## BEGIN Dataset rows
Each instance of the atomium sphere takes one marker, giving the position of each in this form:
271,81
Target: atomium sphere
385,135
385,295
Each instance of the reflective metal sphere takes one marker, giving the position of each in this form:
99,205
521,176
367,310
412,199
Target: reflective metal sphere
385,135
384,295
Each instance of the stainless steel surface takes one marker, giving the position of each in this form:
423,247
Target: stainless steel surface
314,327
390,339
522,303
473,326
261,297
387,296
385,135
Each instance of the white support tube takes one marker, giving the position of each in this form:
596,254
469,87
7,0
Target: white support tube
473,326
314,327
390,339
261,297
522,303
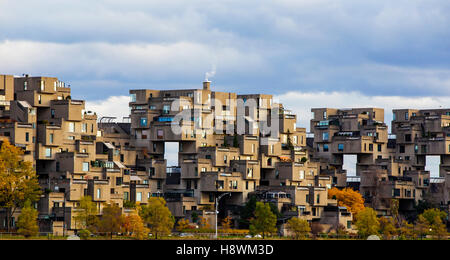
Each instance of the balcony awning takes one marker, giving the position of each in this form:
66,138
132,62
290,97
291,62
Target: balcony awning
120,165
110,146
135,178
285,158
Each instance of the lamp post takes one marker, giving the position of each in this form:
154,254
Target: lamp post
217,207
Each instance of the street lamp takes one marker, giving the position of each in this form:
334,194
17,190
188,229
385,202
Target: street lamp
217,206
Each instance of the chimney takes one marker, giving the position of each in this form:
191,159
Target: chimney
206,85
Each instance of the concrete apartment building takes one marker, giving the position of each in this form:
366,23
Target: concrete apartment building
244,145
228,143
388,168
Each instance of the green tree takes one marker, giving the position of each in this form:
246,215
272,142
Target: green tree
18,181
367,223
111,220
264,221
157,216
299,227
86,217
422,227
248,212
27,222
387,227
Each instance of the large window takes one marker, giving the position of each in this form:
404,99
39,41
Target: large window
71,127
85,166
143,121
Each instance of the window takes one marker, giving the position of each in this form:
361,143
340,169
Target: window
143,121
85,166
249,172
302,174
138,196
48,152
71,127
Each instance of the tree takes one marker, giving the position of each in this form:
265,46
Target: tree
248,212
367,223
406,230
434,215
27,222
133,224
348,198
422,227
204,223
86,217
183,224
18,181
387,227
264,221
438,228
157,216
111,220
299,227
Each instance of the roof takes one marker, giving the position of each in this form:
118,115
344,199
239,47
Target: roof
135,178
120,165
109,145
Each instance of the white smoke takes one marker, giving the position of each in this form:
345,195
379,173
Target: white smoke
211,73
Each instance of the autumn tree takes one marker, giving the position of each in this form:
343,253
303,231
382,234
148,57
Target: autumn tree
111,220
348,198
157,216
133,224
438,228
182,224
86,217
18,181
264,221
406,230
226,224
367,223
203,223
27,222
299,227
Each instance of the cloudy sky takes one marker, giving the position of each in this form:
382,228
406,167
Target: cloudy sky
308,53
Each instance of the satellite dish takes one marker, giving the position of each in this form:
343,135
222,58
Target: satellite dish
373,237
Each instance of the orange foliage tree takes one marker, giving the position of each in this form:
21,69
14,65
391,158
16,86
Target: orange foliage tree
348,198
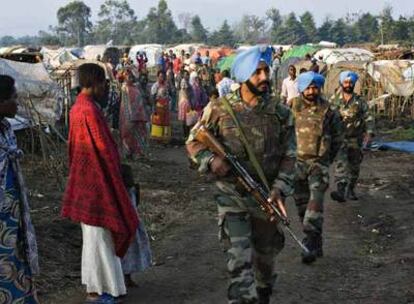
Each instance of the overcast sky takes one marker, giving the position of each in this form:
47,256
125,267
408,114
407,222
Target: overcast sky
27,17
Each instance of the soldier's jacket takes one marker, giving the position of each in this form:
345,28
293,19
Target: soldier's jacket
319,131
355,115
269,128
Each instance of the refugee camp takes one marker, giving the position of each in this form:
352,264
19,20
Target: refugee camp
204,152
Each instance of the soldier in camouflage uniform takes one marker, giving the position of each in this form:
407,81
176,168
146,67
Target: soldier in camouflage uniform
319,136
359,128
253,240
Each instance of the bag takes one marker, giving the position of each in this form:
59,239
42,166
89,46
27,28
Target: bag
191,118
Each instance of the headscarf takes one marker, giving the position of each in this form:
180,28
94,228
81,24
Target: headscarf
308,78
246,62
348,75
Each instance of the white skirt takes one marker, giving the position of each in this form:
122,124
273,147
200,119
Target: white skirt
101,267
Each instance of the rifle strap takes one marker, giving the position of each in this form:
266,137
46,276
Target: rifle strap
250,153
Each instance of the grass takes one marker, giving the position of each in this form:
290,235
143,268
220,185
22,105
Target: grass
401,134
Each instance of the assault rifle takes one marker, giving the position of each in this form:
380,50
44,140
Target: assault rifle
275,211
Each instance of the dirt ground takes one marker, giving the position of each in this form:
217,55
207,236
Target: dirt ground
369,244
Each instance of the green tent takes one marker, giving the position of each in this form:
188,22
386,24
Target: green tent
300,51
225,63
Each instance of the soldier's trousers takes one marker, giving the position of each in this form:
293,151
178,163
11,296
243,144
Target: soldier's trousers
348,163
254,243
311,183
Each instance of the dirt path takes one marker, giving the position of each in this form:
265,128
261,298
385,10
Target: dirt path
369,251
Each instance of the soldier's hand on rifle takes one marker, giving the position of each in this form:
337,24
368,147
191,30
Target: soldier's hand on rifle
276,198
219,166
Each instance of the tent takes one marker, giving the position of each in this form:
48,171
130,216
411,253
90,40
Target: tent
394,76
91,52
153,51
300,51
216,53
332,56
54,58
40,98
226,62
190,48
## END Dataset rows
■ What the task asks ■
Copy every one of the records above word for word, but leave the pictures out of your copy.

■ Task response ■
Each instance of the atomium sphere takes one marker, giving the position of each in this form:
271,81
Target: atomium sphere
385,135
385,295
Each instance of the reflective metal sphere takes one marker, giving the position of each in this form:
99,205
521,176
367,310
412,199
Target: reflective metal sphere
385,135
384,295
Each instance of the stainless steel surface takes one marker, giving the position of each in this form:
423,247
Target: stainless steel surface
314,327
390,339
522,303
473,326
261,297
387,296
385,135
Each instance of the white support tube takes one marker, giving the position of each in this form:
596,254
469,87
7,0
Target: white support tube
473,326
314,327
390,339
261,297
522,303
Each instance of the balcony awning takes one marker, giving the position of each in this form:
66,138
132,62
290,97
291,62
Target: balcony awning
120,165
110,146
135,178
285,158
Each instance of the lamp post takes one marker, giving the position of each in this form:
154,254
Target: lamp post
217,207
Each instance of the street lamp takes one marker, giving the position of each in this form:
334,194
17,190
188,229
385,202
Target: street lamp
217,206
Each instance of the chimney takes one marker, giving the position of each in this form:
191,159
Target: chimney
206,85
Each instance of the concrete apartment building takes one marker, giving the position of each in this form:
366,23
Target: concrete apartment building
244,145
228,143
388,168
Each instance of the green tree takes one marker, giving the position of each in this form:
246,215
272,142
Target: green tree
18,181
367,223
111,220
264,221
157,216
299,227
86,217
422,227
248,212
27,222
387,227
Each instance of the large window takes one marker, giving the position of each in this form:
404,99
39,41
Target: large window
71,127
85,166
143,121
Each instance of the window takes one marker, giving the position of each in this form:
361,143
340,169
Target: window
143,121
85,166
249,172
302,174
138,196
48,152
71,127
Each instance of the tree takes one marker, giving the position of each in this form:
265,46
Target: tree
248,212
367,223
406,230
434,215
27,222
133,224
348,198
422,227
204,223
86,217
183,224
18,181
387,227
264,221
438,228
157,216
111,220
299,227
Each instance of the roof takes one marker, giving the position of each in this form:
118,115
344,199
239,47
Target: roof
135,178
120,165
109,145
Each instance of the white smoke takes one marker, giving the position of each in this form:
345,195
379,173
Target: white smoke
211,73
Each instance of the autumn tree takes one marker, giving the position of each in this form:
343,253
303,231
382,234
148,57
Target: autumn tree
111,220
348,198
157,216
133,224
438,228
182,224
86,217
18,181
264,221
406,230
226,224
367,223
203,223
27,222
299,227
Each instance of the cloudy sky takes one marker, giving the position of each in this form:
382,228
406,167
Target: cloudy sky
308,53
Each instance of the satellite dish takes one marker, giving the position of each in this form:
343,135
222,58
Target: satellite dish
373,237
Each instance of the orange foliage tree takes one marker, giving the position of each in this form:
21,69
14,65
391,158
16,86
Target: orange foliage tree
348,198
Each instance of the overcast sky takes one marker, giving the position of each in this form:
47,256
125,267
408,114
407,222
Target: overcast sky
27,17
Each instance of the soldier's jacket takes one marker, giving the position of each in this form:
345,28
293,19
Target: soldier's jacket
319,131
355,115
269,128
Each instance of the refugee camp takes one marker, giving the position of each in this form:
352,264
19,20
Target: refugee camp
204,152
Each instance of the soldier in camouflage uniform takes one marker, giving the position of each in this form:
407,81
176,168
146,67
Target: soldier in camouflage uniform
319,136
359,128
253,240
Each instance of the bag takes one marker, giving the position of each in this form:
59,239
42,166
89,46
27,28
Target: bag
191,118
Each instance of the headscarf takes one marker, giving the position of each in this form:
180,28
94,228
81,24
Target: headscarf
308,78
246,62
348,75
Each instance of the white skirt takes one marker, giving the position of each in this form:
122,124
273,147
200,119
Target: white skirt
101,267
Each instance of the rifle strap takes one marker, giving the position of each in this form:
266,137
46,276
Target: rifle strap
250,153
Each instance of the grass takes one marker, giving the position of each in this form:
290,235
143,268
220,185
22,105
Target: grass
401,134
Each instance of the assault rifle takes one marker, giving the position of each in this form:
380,50
44,140
Target: assault rifle
275,211
Each instance of the dirt ground takes one marker, giving the position of each in this form:
217,55
207,236
Target: dirt ground
369,244
Each instance of the green tent takes one marker, giving the position of each in this form:
188,22
386,24
Target: green tent
300,51
225,63
Each instance of the soldier's trousers takes one marker, giving the position of each in this form:
293,151
178,163
11,296
243,144
Target: soldier's trousers
348,163
254,243
311,183
Each instance of the dirt path takes one marker, giving the position of each in this form:
265,128
261,298
385,10
Target: dirt path
369,251
Each instance of the soldier's hand on rifle takes one marker, giving the position of each in this form:
337,24
368,147
191,30
Target: soldier's hand on rifle
276,198
219,166
Each instance of the tent takes one marker, giving the position of each in this form:
48,171
130,216
411,253
90,40
Target: tent
394,76
91,52
153,51
300,51
216,53
332,56
54,58
40,98
226,62
190,48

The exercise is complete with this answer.